» **WORK TO BE COMPLETED**
Each line that follows should be printed again exactly as it stands.

- - -

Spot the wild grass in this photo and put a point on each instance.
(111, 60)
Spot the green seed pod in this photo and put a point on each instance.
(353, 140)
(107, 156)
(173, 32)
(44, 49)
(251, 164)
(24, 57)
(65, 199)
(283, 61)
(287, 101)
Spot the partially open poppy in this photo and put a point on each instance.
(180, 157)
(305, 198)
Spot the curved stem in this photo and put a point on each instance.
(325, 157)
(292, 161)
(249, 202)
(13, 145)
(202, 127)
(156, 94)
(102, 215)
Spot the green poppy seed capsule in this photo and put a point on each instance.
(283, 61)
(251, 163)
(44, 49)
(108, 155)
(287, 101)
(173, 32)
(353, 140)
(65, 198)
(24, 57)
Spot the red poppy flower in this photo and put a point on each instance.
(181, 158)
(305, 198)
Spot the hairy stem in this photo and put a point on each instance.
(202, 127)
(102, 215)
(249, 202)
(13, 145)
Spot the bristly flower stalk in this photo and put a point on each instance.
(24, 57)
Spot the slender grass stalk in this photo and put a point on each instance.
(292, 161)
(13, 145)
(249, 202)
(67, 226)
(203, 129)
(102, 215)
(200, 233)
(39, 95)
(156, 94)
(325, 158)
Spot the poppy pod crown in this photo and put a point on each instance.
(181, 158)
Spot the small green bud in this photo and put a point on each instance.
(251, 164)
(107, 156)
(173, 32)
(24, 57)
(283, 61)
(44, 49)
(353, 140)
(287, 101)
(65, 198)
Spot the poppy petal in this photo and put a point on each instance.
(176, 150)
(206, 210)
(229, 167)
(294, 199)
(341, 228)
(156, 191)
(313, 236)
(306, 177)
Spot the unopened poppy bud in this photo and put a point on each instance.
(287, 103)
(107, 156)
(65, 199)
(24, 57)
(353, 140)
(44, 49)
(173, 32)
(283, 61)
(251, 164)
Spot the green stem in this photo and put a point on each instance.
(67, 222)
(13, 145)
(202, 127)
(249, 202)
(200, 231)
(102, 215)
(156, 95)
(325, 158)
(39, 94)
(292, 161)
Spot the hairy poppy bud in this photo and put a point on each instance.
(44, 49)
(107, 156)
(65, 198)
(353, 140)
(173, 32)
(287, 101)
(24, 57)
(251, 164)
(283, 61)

- - -

» **SOLVED PROBLEM**
Spot the wild grass in this photo and put a point on each instance.
(111, 60)
Spot the green seed pod in this photo and put a point on each instance.
(353, 140)
(107, 156)
(173, 32)
(44, 49)
(251, 164)
(24, 57)
(65, 199)
(283, 61)
(287, 101)
Spot the partially open poppy in this photo and put a point on each instance.
(180, 157)
(305, 198)
Spot the curved stem in this photo and put a point on each instance.
(325, 157)
(292, 161)
(249, 202)
(13, 145)
(202, 127)
(156, 94)
(102, 215)
Spot the green poppy seed capsule in this photo and put a point on each instance.
(283, 61)
(251, 163)
(44, 49)
(108, 155)
(287, 101)
(173, 32)
(353, 140)
(65, 198)
(24, 57)
Spot the red poppy flower in this photo and put a point on each instance.
(181, 158)
(305, 198)
Spot the hairy stem in this photo and put a point on each instance.
(202, 127)
(102, 215)
(249, 202)
(13, 145)
Spot the bristly flower stalk in this photo and put a point on each instance.
(24, 57)
Spot the slender grass stalk in this photo and put a point on each instance.
(292, 161)
(13, 145)
(249, 202)
(67, 226)
(203, 129)
(102, 215)
(200, 233)
(39, 95)
(156, 94)
(325, 158)
Spot the poppy pod crown in this photo and put a point on each instance.
(181, 158)
Spot the small green bud in this photo and put a point on each instance.
(251, 164)
(107, 156)
(173, 32)
(24, 57)
(283, 61)
(44, 49)
(353, 140)
(287, 101)
(65, 198)
Spot the poppy petal in this photo and put a point on each instance.
(176, 150)
(206, 210)
(229, 167)
(294, 199)
(341, 228)
(156, 191)
(313, 236)
(306, 177)
Spot the unopened poppy bud in this photo and put a point on each instance.
(287, 103)
(107, 156)
(65, 199)
(24, 57)
(353, 140)
(44, 49)
(173, 32)
(283, 61)
(251, 164)
Spot the green stem in this photo and put a point on each instance.
(67, 222)
(13, 145)
(202, 127)
(249, 202)
(200, 231)
(102, 215)
(156, 95)
(325, 158)
(39, 94)
(292, 161)
Spot the hairy poppy bud in this photo and put a point on each instance.
(44, 49)
(107, 156)
(65, 198)
(353, 140)
(173, 32)
(287, 101)
(24, 57)
(251, 164)
(283, 61)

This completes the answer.